Task for the listing below: copy it out in full, exactly.

####################

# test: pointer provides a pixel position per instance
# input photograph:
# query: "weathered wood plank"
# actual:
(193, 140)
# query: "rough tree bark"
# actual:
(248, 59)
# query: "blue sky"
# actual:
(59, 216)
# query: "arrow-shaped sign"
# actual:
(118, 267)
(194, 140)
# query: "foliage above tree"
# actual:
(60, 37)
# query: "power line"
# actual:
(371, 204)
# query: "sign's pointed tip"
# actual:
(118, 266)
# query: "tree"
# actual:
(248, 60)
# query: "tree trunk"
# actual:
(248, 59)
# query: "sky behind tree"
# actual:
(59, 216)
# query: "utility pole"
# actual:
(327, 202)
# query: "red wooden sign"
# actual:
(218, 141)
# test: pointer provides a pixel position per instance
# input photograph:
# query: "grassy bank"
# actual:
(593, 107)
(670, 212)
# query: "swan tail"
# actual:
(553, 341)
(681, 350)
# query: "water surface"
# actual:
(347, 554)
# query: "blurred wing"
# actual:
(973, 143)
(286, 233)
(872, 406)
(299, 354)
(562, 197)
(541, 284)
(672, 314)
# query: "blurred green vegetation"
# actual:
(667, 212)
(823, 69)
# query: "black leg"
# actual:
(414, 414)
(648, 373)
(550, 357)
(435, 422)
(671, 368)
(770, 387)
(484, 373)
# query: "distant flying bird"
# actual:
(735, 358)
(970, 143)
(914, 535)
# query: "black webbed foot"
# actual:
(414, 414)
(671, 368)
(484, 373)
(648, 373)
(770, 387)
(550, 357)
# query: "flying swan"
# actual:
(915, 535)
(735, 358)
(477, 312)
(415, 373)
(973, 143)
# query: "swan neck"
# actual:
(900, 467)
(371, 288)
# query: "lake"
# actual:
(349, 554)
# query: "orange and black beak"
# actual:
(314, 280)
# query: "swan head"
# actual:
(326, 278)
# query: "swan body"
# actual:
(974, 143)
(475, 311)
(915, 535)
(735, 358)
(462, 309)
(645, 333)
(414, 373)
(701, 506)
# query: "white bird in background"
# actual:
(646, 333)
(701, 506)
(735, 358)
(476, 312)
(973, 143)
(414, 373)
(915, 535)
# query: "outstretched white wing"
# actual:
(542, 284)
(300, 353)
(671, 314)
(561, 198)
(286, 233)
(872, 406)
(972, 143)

####################

* **Solution to the problem**:
# test: pointer provides a pixel position per instance
# input photograph:
# query: "weathered wood plank"
# actual:
(193, 140)
# query: "rough tree bark"
# actual:
(248, 59)
# query: "blue sky"
# actual:
(59, 216)
# query: "arrow-shaped sign"
# actual:
(118, 267)
(194, 140)
# query: "foliage above tree"
# actual:
(60, 37)
# query: "power line"
# actual:
(371, 204)
# query: "sign's pointed tip"
# actual:
(118, 266)
# query: "tree"
# actual:
(248, 60)
# query: "tree trunk"
# actual:
(248, 59)
# query: "sky behind tree"
# actual:
(59, 216)
# query: "utility pole"
# actual:
(327, 202)
# query: "red wooden sign"
# actual:
(218, 141)
# test: pointer provides a pixel position per instance
# input photograph:
# query: "grassy bank"
# actual:
(593, 107)
(670, 212)
# query: "swan tail"
# actual:
(553, 341)
(681, 350)
# query: "water surface"
# actual:
(347, 554)
# query: "blurred wing"
# actual:
(973, 143)
(286, 233)
(872, 406)
(299, 354)
(562, 197)
(541, 284)
(672, 314)
# query: "blurred green vegetation"
# actual:
(667, 212)
(823, 69)
# query: "black leg"
# actual:
(414, 414)
(648, 373)
(550, 357)
(435, 422)
(671, 368)
(770, 387)
(484, 373)
# query: "distant flying bird"
# actual:
(735, 358)
(970, 143)
(914, 535)
# query: "black webbed foot"
# actual:
(414, 414)
(671, 368)
(484, 373)
(648, 373)
(770, 387)
(550, 357)
# query: "flying swan"
# actual:
(915, 535)
(735, 358)
(477, 312)
(415, 373)
(973, 143)
# query: "swan neck"
# actual:
(900, 467)
(371, 288)
# query: "lake"
# actual:
(349, 554)
# query: "orange and black beak"
# actual:
(314, 280)
# query: "swan head"
# actual:
(326, 278)
# query: "swan body"
# actual:
(974, 143)
(475, 311)
(915, 535)
(735, 358)
(462, 309)
(645, 333)
(414, 373)
(701, 506)
# query: "white bird in background"
# actual:
(646, 333)
(701, 506)
(735, 358)
(476, 312)
(973, 143)
(414, 373)
(915, 535)
# query: "outstretched white wing"
# actual:
(542, 284)
(300, 353)
(671, 314)
(561, 198)
(286, 233)
(872, 406)
(972, 143)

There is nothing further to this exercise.